_EXERCISE DIRECTIONS_: Please filter the lines below, keeping only those that contain the word "region".

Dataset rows
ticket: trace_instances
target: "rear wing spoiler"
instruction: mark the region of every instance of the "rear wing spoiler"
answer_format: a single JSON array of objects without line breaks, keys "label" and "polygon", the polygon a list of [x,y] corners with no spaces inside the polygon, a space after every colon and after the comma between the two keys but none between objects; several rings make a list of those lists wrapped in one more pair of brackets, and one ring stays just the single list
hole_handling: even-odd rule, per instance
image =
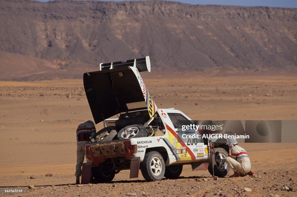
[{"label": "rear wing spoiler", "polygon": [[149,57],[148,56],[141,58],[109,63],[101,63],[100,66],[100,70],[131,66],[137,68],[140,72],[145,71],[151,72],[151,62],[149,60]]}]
...
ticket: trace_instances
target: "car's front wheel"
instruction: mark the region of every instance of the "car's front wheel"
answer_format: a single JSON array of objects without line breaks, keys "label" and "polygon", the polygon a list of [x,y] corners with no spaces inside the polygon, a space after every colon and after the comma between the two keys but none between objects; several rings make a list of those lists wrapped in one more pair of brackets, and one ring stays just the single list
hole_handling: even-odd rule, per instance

_RESULT FOR THIS TASK_:
instruction: mark the region of every instance of the "rear wing spoiler"
instruction: mark the region of every instance of the "car's front wheel"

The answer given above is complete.